Quiconque se sert du bordel démocratique périra par le bordel démocratique. Les activistes, les influenceurs, les acteurs de la société civile occupent sans mandat le débat et le terrain politique. Ils crétinisent les jeunes par les réseaux sociaux et les transforment en brutes par l’activisme. Ils ne s’intéressent pas à la cause démocratique. Seul leur rapport d’influence avec l’opinion compte. Ils ne jouissent de reconnaissance ni morale ni intellectuelle ni sociale. Ils sont en quête de cette reconnaissance qu’ils cherchent à usurper sur le terrain politicien. Ils échappent au contrôle électoral qui filtre le personnel politique par le vote dans un régime démocratique. Des gens sortent de tous les bois, se nomment de tous les noms dignes de thriller, envahissent l’espace républicain pour usurper une reconnaissance qu’ils n’ont pas pu avoir ni par leur naissance, ni par leur cote sociale, morale ou intellectuelle. La démocratie devient un refuge et un dépotoir pour véreux, pour infidèles, pour violeurs, pour voleurs, pour assassins, pour mégalomanes, pour mythomanes, pour pyromanes, pour tous les types malveillants qui n’ont aucun mandat pour parler au nom du peuple. Des comportements qui défient tous les ordres moraux, éthiques et républicains. Des esprits tordus, malveillants et sataniques qui sèment le désordre. La démocratie n’est pas du folklore. Elle n’est pas du tintamarre et du bal poussière où n’importe quel badaud et nigaud peut allègrement jouer sa partition et recueillir banalement une reconnaissance pitoyablement valorisante. En aménageant un espace légal pour la société civile, la démocratie a aménagé en même temps un passoir. Des organisations opaques dont on ignore la source de leur financement et des activistes qui surgissent de toutes parts sans identité politique ou morale. Ils constituent une doublure névrotique aux partis politiques autour desquels la démocratie électorale ou mandataire est organisée. Ils revendiquent tous la défense des intérêts du peuple sans son mandat. Cela s’appelle une substitution antidémocratique au peuple.

◆ ◆ ◆

EXERCICE PROPOSÉ A – Traduisez en anglais cette phrase de l'extrait : « Ils revendiquent tous la défense des intérêts du peuple sans son mandat. »

◆ ◆ ◆

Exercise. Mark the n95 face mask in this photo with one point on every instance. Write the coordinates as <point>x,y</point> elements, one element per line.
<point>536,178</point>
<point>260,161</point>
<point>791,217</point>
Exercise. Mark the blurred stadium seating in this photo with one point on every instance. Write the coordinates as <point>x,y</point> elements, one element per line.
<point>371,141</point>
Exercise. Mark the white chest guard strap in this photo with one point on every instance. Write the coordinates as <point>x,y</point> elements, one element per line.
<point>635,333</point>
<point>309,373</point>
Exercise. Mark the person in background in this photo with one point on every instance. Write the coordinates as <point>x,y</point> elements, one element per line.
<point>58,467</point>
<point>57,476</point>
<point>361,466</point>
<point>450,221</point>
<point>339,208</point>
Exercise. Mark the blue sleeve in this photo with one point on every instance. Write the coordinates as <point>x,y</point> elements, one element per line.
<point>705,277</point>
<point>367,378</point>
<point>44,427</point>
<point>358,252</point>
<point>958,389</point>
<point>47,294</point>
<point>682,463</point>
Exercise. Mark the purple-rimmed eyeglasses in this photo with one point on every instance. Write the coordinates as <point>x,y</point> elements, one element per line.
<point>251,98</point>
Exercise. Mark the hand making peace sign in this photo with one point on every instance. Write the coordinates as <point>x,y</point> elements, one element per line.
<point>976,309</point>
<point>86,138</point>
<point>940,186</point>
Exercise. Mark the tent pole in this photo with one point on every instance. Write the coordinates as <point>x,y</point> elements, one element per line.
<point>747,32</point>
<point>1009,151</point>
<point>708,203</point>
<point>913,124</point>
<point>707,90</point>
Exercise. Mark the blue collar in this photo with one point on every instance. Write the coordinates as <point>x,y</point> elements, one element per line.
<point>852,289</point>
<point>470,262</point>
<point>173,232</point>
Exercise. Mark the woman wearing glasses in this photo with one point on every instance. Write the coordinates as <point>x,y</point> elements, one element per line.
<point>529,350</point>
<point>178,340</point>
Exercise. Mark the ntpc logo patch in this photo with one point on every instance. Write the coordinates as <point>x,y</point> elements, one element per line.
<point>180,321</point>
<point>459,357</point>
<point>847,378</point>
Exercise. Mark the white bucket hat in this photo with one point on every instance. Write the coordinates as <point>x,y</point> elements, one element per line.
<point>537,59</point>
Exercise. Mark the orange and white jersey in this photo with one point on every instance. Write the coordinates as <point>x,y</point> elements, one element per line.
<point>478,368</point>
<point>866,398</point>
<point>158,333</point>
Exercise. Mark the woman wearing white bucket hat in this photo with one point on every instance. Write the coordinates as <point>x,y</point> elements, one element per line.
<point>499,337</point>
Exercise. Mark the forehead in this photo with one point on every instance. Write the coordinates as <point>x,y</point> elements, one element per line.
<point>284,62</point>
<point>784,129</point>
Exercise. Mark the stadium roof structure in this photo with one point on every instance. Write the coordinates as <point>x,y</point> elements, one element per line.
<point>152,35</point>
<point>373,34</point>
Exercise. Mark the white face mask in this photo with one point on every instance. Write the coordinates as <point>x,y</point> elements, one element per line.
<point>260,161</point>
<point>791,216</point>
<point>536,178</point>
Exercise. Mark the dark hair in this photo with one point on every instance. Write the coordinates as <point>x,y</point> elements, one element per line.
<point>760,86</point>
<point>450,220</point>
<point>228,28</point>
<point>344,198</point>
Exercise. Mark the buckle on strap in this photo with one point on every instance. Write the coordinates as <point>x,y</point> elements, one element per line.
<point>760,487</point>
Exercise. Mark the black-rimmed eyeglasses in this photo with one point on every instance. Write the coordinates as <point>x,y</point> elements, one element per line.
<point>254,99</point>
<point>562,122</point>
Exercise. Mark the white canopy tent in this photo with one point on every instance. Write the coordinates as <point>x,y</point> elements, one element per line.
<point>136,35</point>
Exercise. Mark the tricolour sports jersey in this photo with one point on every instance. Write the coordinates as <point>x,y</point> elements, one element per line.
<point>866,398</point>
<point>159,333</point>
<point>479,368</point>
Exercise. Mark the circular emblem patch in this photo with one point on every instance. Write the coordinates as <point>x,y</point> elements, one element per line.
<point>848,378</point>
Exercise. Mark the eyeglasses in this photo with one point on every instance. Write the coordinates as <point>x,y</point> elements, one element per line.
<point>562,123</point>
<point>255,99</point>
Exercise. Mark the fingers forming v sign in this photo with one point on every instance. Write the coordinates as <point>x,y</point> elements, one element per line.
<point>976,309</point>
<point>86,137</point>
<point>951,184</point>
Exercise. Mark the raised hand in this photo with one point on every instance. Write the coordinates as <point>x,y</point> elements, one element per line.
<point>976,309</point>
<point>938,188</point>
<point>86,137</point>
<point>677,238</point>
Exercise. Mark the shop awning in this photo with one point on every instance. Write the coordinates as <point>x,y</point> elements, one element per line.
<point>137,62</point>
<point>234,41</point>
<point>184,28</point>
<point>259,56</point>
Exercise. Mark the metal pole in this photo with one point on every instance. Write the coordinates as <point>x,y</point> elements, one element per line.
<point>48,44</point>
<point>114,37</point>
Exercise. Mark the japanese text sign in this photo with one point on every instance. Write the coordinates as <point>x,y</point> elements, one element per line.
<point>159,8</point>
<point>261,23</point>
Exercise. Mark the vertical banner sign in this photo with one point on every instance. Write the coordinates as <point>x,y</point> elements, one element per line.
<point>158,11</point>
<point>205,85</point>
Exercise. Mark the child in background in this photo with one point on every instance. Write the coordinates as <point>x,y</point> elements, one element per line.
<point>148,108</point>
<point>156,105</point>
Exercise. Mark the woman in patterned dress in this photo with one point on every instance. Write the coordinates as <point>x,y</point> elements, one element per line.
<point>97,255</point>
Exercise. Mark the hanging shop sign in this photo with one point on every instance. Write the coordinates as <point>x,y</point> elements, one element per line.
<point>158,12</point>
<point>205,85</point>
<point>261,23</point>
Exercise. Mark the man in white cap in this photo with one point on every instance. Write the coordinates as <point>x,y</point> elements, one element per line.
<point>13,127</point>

◆ ◆ ◆

EXERCICE PROPOSÉ B – Parmi les lignes qui suivent l'extrait, donnez à l'identique tout ce qui va de la ligne contenant « Exercise. Mark the eyeglasses » jusqu'à la ligne contenant « <point>677,238</point> », ces deux lignes comprises.

RÉPONSE DÉTAILLÉE A – They all claim to defend the interests of the people without the people's mandate.

RÉPONSE DÉTAILLÉE B –
Exercise. Mark the eyeglasses in this photo with one point on every instance. Write the coordinates as <point>x,y</point> elements, one element per line.
<point>562,123</point>
<point>255,99</point>
Exercise. Mark the fingers forming v sign in this photo with one point on every instance. Write the coordinates as <point>x,y</point> elements, one element per line.
<point>976,309</point>
<point>86,137</point>
<point>951,184</point>
Exercise. Mark the raised hand in this photo with one point on every instance. Write the coordinates as <point>x,y</point> elements, one element per line.
<point>976,309</point>
<point>938,188</point>
<point>86,137</point>
<point>677,238</point>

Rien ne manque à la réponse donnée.